— start of PROVIDED MATERIAL —

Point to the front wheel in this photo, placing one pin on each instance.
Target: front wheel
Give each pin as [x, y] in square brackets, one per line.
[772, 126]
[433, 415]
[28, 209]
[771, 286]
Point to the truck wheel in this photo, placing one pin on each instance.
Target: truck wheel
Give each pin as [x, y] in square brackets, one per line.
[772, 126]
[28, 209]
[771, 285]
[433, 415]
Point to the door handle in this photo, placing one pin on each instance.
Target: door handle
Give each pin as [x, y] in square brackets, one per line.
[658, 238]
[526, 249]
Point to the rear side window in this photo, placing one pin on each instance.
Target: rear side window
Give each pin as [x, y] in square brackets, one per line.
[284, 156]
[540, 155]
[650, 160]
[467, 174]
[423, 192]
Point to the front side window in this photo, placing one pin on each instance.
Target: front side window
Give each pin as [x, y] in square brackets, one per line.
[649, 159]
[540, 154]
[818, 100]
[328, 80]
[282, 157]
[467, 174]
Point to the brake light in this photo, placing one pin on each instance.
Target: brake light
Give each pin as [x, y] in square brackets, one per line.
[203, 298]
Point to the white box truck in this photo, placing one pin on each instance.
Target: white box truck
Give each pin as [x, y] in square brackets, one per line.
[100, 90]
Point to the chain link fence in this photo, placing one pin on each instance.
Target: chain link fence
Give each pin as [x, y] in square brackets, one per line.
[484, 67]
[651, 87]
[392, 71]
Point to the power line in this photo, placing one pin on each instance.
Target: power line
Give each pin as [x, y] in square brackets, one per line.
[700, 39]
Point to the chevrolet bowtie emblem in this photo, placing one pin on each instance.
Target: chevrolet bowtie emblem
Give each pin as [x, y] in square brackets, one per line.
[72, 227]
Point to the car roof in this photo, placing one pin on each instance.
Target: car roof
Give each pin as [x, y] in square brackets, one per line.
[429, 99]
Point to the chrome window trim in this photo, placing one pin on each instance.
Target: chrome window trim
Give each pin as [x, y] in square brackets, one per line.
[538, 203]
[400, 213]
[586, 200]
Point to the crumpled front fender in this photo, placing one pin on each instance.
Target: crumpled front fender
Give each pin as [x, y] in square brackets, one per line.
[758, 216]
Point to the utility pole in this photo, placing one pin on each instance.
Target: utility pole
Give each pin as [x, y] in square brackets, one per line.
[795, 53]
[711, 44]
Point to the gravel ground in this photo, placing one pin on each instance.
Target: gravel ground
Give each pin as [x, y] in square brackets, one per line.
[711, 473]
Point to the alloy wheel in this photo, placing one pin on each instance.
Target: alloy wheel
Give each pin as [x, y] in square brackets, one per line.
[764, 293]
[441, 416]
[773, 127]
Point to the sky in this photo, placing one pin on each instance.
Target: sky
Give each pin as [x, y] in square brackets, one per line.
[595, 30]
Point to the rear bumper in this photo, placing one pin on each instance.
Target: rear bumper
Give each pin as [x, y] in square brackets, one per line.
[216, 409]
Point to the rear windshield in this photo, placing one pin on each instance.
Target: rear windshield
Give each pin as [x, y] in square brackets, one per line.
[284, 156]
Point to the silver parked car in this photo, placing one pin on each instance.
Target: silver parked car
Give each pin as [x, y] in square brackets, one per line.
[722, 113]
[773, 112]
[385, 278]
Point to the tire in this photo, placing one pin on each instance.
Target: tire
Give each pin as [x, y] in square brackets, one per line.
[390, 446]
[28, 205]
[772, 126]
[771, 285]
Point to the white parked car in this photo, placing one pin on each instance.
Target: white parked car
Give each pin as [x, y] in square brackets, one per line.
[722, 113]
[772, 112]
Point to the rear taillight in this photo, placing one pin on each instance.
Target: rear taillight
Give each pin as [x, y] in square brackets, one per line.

— end of PROVIDED MATERIAL —

[SET TASK]:
Reproduce every one of the lines above word for word, with no changes.

[RESULT FOR THIS EXERCISE]:
Point to the front wheel in this photo, placing one pin on each instance.
Target: front wheel
Give each pin as [x, y] in square brackets, one per line.
[772, 126]
[433, 415]
[28, 209]
[771, 286]
Point to the truck wheel in this photo, placing one pin on each instance.
Target: truck wheel
Give each pin as [x, y] in square brackets, one per line.
[772, 126]
[28, 209]
[771, 285]
[433, 415]
Point to the door handle in this photo, placing one pin on each instance.
Target: door handle
Give each pin as [x, y] in square brackets, one per line.
[658, 238]
[526, 249]
Point to the rear side window in this photo, placing one pin on each instance.
Target: rear side window
Give each pin as [x, y] in square brackets, one per line.
[284, 156]
[540, 155]
[650, 160]
[467, 174]
[423, 192]
Point to the front side window in this photo, placing one pin on each instance.
Target: front side window
Give each pin as [x, y] in square brackets, one per line.
[649, 159]
[540, 154]
[818, 100]
[328, 80]
[282, 157]
[467, 174]
Point to the brake light in this photo, placing one pin on each instance.
Target: brake light
Give each pin as [x, y] in square brackets, one per line.
[203, 298]
Point to the white box truck in this photo, placing one pin on each instance.
Target: white box truck
Give each pin as [x, y] in square brackets, one per line.
[100, 90]
Point to the chain link fence in this photo, placing one pin on each instance.
Target: chain link fence
Give each pin as [x, y] in square brackets, one per line.
[484, 67]
[651, 87]
[392, 71]
Point to the power line in this photo, placing one pin on each instance.
Target: power line
Give each pin as [x, y] in square brackets, one per line.
[700, 39]
Point to the chevrolet bowtie emblem in this photo, placing one pin on each instance.
Target: chevrolet bowtie emblem
Give each pin as [x, y] in square brackets, one per line.
[72, 227]
Point to the car roof in this photo, placing one pin on each instance.
Target: car roof
Give each pin as [x, y] in square brackets, one per line.
[429, 99]
Point to the chrome window trim in this photo, placing one pin on each instance.
Target: chrome window trim
Give each pin as [x, y] in square brackets, one per line.
[538, 203]
[400, 213]
[586, 200]
Point to the crumpled front fender in this photo, placing one pin on each instance.
Target: crumpled front fender
Give each pin as [x, y] in square brackets, one per line.
[758, 216]
Point to the utility pole in this photo, placing one pin on each instance.
Target: utility pole
Give each pin as [x, y] in square brackets, one per line.
[795, 53]
[711, 44]
Point to the gravel ground in this photo, placing one pin on each instance.
Target: gravel ground
Give each pin as [x, y] in square brackets, one per line.
[711, 473]
Point to the alloy wheel in this photo, placing one pin on each instance.
Target: alloy wheel
Give each pin as [x, y] in square brackets, one per line.
[764, 293]
[441, 416]
[773, 127]
Point to the sky in this photo, placing one pin on each instance.
Target: sky
Give each pin as [x, y] in square brackets, one per line.
[595, 30]
Point to the rear bumper in this photo, placing one pin on each instance.
Target: rear bumper
Give each pin as [x, y] in square brackets, one per line.
[216, 409]
Point to the rear windshield in this photo, placing one pin on each instance.
Target: rear windshield
Give each pin as [x, y] in square brackets, one per line.
[284, 156]
Point to the silver parked car in this photo, placing one pin on each instance.
Target: silver parked car
Give each pin as [x, y] in square brackets, one per line.
[722, 113]
[773, 112]
[385, 278]
Point to the tire in this photo, placing one pin on each instance.
Target: tire
Give each pin as [x, y] in square brackets, one per line.
[390, 446]
[28, 205]
[772, 126]
[771, 285]
Point to the white parked car in this photo, placing one pin on each instance.
Target: white parked car
Give each pin as [x, y] in square brackets, one per line.
[722, 113]
[772, 112]
Point to the rear taillight in this photo, placing one pin on each instance.
Target: rear taillight
Give each pin as [x, y] in square brackets, one per line.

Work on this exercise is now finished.